#### [Dataset excerpts on object pointing]
◆ ◆ ◆

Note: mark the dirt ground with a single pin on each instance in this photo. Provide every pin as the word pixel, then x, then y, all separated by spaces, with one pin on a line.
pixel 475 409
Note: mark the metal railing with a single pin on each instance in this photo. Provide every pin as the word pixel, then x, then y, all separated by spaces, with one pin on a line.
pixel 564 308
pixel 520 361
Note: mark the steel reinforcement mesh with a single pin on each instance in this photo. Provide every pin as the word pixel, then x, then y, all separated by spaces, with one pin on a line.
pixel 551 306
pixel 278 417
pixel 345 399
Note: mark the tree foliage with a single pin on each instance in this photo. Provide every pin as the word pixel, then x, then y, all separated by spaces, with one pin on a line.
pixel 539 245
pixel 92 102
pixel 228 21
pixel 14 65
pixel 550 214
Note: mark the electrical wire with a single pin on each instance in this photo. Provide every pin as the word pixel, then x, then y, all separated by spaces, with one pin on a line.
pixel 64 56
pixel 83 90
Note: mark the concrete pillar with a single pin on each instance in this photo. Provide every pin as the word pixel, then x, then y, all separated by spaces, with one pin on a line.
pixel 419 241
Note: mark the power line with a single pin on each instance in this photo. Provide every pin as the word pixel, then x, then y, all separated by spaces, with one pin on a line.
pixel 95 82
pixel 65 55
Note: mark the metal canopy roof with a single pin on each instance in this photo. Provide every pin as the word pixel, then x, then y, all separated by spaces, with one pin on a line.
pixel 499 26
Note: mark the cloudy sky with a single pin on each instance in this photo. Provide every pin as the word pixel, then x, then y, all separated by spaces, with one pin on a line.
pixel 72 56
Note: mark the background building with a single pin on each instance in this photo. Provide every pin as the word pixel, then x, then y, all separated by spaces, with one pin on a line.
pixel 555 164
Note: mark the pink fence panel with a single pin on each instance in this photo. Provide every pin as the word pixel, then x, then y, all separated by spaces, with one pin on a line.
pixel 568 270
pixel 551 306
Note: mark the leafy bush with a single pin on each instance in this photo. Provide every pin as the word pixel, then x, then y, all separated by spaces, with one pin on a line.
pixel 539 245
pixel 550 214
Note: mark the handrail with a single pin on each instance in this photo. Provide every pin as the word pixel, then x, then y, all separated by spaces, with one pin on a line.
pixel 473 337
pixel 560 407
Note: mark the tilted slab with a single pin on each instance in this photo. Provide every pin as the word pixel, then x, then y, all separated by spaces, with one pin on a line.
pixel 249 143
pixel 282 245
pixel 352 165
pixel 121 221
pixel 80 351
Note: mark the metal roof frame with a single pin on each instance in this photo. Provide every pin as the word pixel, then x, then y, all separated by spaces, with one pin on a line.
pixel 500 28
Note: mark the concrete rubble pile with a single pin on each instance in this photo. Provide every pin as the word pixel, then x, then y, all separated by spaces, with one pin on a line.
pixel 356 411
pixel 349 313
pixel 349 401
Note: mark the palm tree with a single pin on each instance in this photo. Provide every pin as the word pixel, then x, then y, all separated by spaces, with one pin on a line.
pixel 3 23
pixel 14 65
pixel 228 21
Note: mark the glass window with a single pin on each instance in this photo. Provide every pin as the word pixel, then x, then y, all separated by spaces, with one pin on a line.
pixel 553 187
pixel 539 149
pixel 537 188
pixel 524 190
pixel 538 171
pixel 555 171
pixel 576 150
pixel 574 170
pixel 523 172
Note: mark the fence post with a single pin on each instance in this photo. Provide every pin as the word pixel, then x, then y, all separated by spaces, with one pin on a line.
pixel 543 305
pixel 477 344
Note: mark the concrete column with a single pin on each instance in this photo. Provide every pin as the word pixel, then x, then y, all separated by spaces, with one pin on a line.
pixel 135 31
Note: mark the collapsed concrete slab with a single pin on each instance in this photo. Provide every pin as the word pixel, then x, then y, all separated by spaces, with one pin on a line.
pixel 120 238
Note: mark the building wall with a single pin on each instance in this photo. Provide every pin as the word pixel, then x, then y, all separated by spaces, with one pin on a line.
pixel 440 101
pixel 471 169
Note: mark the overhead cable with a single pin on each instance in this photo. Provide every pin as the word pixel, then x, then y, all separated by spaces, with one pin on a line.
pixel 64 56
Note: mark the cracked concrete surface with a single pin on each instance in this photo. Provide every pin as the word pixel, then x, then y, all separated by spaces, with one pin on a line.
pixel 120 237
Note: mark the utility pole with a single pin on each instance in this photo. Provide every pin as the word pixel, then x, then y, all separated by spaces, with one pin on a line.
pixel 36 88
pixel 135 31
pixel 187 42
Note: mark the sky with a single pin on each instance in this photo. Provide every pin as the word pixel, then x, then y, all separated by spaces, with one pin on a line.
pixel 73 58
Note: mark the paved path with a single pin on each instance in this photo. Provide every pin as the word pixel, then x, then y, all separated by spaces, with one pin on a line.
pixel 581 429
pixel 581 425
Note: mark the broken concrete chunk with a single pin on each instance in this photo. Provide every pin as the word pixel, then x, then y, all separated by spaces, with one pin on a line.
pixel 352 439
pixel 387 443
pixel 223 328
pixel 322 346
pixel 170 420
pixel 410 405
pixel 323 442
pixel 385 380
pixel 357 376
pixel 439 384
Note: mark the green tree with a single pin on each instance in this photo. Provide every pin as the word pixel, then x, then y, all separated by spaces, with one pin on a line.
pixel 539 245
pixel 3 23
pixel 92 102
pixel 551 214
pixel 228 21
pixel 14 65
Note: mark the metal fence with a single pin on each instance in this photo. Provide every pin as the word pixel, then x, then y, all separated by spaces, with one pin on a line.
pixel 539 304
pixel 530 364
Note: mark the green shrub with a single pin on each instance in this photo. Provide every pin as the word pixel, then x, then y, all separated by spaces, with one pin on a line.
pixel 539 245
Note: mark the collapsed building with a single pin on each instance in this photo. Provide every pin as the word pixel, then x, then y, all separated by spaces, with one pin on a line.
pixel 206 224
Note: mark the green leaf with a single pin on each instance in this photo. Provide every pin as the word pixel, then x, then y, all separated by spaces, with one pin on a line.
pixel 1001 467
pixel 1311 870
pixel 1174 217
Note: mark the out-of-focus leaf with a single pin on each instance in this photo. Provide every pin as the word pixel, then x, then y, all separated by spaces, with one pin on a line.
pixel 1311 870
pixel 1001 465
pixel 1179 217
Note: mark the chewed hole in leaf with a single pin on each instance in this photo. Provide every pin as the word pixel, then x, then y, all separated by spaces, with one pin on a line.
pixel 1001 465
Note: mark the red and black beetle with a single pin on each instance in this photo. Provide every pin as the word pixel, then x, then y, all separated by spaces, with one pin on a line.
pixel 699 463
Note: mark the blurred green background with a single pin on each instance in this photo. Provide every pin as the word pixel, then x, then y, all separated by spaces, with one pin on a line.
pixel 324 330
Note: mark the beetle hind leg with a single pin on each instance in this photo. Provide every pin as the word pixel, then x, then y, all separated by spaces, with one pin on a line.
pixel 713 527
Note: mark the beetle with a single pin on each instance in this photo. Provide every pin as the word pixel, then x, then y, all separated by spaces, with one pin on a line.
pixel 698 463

◆ ◆ ◆

#### [Exercise]
Please render the part of the entries that opens with the line containing "Note: mark the metal canopy" and closes with the line containing "pixel 72 56" as a Markdown table with the columns Row and Line, skipping any blank lines. Include both of those lines and nothing outside that part.

#### [Result]
| Row | Line |
|---|---|
| 1 | Note: mark the metal canopy roof with a single pin on each instance in this photo. Provide every pin as the word pixel, then x, then y, all separated by spaces, with one pin on a line. |
| 2 | pixel 499 26 |
| 3 | Note: mark the cloudy sky with a single pin on each instance in this photo. Provide every pin as the word pixel, then x, then y, all separated by spaces, with one pin on a line. |
| 4 | pixel 72 56 |